▸ READING PASSAGE:
******************************
[patch 1/2] htlb shared page table

linux-mm.kvack.org archive mirror
 help / color / mirror / Atom feed

* [patch 1/2] htlb shared page table
@ 2006-09-30  0:34 Chen, Kenneth W
  2006-09-30 19:52 ` Hugh Dickins
  0 siblings, 1 reply; 3+ messages in thread
From: Chen, Kenneth W @ 2006-09-30  0:34 UTC (permalink / raw)
  To: 'Hugh Dickins', 'Andrew Morton',
	'Dave McCracken'
  Cc: linux-mm

Following up with the work on shared page table, here is a re-post of
shared page table for hugetlb memory.  Dave's latest patch restricts the
page table sharing at pmd level in order to simplify some of the complexity
for normal page, but that simplification cuts out all the performance
benefit for hugetlb on x86-64 and ia32.

The following patch attempt to kick that optimization back in for hugetlb
memory and allow pt sharing at second level.  It is nicely self-contained
within hugetlb subsystem.  With no impact to generic VM at all.

Imprecise RSS accounting is an irritating ill effect with pt sharing.
******************************
▸ ENTRIES SHOWN:
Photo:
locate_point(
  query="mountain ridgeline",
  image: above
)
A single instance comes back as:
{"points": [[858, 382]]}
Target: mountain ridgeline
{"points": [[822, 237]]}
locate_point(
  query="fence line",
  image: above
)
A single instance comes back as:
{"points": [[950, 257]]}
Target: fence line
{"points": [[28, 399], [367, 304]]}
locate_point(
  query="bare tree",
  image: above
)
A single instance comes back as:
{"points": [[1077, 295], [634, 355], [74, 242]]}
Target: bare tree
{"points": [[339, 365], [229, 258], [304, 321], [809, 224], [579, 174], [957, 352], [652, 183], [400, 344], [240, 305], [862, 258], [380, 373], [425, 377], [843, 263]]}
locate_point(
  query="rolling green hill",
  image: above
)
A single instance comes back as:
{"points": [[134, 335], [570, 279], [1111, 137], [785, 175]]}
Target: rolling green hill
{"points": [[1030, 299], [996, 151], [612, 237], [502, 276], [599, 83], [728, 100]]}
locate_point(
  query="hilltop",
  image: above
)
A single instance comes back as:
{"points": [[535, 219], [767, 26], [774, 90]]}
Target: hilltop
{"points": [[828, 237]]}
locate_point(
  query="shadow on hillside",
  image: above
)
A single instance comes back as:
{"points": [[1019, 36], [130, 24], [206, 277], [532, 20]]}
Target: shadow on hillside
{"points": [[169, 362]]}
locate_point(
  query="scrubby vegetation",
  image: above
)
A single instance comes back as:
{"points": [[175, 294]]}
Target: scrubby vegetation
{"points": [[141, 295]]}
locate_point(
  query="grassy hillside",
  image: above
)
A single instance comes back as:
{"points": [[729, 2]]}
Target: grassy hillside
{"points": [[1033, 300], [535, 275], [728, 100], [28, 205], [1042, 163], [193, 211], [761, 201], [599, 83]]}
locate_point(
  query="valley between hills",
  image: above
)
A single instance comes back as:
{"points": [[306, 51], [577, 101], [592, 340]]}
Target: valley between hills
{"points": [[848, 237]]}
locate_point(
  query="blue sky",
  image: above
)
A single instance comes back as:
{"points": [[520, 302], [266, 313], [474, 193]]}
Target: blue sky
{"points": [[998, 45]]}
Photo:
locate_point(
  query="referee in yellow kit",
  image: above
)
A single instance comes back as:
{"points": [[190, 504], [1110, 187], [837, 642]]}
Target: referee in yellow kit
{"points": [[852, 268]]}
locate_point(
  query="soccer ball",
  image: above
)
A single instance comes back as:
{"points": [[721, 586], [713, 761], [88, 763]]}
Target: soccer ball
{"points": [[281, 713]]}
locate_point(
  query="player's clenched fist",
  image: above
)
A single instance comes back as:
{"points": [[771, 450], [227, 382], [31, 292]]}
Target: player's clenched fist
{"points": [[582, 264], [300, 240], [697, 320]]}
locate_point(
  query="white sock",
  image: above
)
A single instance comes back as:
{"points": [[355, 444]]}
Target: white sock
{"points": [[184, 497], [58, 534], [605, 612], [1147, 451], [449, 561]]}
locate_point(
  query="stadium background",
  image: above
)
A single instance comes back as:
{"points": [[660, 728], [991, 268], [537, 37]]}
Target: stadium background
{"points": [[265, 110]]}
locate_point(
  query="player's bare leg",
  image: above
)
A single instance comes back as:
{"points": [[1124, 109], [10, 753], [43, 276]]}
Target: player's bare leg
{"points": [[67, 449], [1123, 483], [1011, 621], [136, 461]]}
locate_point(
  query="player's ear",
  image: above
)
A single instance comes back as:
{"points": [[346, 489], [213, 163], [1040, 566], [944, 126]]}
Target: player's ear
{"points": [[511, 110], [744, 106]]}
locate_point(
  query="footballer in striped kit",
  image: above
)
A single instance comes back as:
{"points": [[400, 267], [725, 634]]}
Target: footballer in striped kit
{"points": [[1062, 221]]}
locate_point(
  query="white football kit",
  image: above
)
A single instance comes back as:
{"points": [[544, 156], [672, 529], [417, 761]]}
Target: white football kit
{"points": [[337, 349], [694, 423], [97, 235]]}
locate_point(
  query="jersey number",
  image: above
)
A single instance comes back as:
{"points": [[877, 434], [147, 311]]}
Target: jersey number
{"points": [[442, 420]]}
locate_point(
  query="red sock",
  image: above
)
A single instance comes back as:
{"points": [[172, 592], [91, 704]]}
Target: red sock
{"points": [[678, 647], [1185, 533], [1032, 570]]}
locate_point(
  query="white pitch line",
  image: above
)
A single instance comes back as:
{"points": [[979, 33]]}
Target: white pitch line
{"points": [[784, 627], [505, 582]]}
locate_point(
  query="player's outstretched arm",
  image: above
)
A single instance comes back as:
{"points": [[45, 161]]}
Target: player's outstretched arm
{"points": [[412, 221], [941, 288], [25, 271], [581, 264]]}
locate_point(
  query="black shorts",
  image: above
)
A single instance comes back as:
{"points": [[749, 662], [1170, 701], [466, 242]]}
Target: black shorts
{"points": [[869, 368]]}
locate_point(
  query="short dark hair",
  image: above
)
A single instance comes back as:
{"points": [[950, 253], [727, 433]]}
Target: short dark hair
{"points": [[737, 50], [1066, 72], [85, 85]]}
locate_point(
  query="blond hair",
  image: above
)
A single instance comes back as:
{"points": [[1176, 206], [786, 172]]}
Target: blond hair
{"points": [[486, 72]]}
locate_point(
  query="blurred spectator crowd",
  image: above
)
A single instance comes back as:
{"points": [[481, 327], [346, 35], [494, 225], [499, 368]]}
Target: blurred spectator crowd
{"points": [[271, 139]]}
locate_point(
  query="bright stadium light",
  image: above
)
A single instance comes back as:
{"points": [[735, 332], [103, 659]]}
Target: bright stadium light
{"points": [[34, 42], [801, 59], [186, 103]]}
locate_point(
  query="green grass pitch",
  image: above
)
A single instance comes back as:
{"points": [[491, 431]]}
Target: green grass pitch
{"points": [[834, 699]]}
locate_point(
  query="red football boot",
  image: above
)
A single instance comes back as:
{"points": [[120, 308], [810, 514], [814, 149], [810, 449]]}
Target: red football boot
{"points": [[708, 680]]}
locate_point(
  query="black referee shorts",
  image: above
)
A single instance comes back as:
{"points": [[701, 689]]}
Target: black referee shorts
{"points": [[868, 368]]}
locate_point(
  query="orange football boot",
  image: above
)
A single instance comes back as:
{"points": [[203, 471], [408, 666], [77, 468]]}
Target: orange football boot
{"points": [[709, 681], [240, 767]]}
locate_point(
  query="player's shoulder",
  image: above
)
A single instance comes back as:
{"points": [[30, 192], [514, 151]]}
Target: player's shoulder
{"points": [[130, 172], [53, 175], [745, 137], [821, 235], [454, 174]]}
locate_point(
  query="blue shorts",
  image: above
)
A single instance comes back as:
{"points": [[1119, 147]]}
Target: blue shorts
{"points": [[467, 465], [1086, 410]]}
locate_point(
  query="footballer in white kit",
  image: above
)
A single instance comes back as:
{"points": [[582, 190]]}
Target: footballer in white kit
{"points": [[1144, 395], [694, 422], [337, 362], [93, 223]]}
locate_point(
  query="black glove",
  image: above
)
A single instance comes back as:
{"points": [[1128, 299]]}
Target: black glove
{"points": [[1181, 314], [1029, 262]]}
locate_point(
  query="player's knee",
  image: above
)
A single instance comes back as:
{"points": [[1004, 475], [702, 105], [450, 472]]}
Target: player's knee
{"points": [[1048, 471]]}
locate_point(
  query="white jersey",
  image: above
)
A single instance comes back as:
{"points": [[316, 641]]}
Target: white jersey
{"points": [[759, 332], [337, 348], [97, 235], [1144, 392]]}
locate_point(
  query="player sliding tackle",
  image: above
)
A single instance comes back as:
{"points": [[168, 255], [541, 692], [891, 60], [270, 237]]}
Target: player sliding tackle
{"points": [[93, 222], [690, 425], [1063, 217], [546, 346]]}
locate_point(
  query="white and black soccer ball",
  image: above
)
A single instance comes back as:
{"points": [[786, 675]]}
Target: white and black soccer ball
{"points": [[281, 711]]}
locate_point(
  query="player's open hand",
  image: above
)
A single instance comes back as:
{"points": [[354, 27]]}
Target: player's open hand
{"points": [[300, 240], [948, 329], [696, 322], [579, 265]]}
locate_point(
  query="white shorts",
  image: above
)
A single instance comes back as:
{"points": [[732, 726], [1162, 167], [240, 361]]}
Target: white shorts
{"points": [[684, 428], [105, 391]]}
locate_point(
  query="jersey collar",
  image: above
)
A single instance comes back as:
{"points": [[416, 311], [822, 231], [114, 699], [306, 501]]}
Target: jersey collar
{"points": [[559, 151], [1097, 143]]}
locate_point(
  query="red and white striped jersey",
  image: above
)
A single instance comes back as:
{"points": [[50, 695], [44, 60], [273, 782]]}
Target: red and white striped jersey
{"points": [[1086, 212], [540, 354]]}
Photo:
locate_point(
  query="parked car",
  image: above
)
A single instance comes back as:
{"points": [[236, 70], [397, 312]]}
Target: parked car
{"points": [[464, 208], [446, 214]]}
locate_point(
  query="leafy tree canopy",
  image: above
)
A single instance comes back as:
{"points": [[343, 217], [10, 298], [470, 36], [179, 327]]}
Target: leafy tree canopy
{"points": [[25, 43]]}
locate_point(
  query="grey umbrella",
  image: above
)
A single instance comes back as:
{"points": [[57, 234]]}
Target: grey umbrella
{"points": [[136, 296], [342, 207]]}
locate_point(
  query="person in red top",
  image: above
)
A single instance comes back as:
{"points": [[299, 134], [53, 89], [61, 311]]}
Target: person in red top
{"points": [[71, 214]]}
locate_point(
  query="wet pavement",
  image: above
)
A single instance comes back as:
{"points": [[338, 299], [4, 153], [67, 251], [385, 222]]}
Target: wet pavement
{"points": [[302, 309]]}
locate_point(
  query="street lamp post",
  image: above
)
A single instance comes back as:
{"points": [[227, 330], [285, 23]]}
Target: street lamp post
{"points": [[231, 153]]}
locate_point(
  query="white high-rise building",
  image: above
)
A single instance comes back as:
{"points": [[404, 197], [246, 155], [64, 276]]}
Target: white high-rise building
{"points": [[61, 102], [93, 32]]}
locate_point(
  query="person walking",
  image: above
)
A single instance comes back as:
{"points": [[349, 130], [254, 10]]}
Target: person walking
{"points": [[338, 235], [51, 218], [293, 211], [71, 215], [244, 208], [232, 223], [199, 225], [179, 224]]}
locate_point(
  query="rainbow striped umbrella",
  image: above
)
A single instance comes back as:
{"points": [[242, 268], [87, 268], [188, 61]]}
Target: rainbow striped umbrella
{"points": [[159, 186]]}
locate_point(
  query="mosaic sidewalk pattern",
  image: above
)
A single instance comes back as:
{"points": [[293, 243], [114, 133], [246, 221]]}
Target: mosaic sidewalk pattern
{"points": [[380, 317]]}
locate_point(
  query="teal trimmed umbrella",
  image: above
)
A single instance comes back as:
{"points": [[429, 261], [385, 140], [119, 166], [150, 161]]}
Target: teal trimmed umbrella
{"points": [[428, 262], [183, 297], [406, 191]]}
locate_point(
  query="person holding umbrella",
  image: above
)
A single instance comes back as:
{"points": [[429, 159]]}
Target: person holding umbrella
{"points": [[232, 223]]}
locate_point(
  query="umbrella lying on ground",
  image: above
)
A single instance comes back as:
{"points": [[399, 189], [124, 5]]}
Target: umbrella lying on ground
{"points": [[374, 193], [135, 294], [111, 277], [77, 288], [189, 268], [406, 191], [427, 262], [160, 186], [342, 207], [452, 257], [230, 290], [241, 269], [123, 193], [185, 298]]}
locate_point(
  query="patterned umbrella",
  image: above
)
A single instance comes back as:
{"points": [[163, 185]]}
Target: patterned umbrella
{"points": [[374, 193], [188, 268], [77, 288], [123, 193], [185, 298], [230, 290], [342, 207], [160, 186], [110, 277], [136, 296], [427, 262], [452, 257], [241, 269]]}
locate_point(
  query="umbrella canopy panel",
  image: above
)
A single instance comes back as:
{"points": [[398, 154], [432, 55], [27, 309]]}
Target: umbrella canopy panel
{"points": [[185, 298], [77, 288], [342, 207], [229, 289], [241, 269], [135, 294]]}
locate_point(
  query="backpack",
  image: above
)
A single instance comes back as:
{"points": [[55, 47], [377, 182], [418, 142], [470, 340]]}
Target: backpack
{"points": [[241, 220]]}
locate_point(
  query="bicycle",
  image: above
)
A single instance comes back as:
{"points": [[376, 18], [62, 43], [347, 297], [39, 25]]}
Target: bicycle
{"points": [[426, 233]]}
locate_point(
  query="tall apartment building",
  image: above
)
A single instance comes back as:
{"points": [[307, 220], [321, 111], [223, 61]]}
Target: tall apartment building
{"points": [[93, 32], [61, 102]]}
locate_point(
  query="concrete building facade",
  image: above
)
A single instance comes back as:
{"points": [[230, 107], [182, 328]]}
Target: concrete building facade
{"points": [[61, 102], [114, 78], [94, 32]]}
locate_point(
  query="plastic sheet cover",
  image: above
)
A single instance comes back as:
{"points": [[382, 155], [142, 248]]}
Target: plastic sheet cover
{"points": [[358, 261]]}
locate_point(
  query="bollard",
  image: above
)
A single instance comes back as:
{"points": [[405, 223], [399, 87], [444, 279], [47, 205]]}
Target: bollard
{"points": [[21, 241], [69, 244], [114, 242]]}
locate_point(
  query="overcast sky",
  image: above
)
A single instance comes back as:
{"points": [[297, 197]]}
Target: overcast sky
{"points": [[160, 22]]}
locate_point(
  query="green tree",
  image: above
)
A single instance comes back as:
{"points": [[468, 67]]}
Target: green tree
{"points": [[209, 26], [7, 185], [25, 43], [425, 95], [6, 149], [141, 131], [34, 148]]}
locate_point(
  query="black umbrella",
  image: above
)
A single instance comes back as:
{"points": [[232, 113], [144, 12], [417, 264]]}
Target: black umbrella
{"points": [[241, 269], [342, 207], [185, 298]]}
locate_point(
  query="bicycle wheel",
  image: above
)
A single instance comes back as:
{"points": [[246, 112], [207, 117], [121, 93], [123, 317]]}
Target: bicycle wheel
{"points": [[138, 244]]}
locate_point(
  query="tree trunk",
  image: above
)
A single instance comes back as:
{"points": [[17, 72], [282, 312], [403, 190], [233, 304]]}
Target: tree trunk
******************************
▸ WRITTEN EXERCISE: In the hugetlb patch post, what is named as an irritating ill effect of page table sharing? The listing is separate material, apart from the hugetlb patch post.

▸ RESPONSE: Imprecise RSS accounting.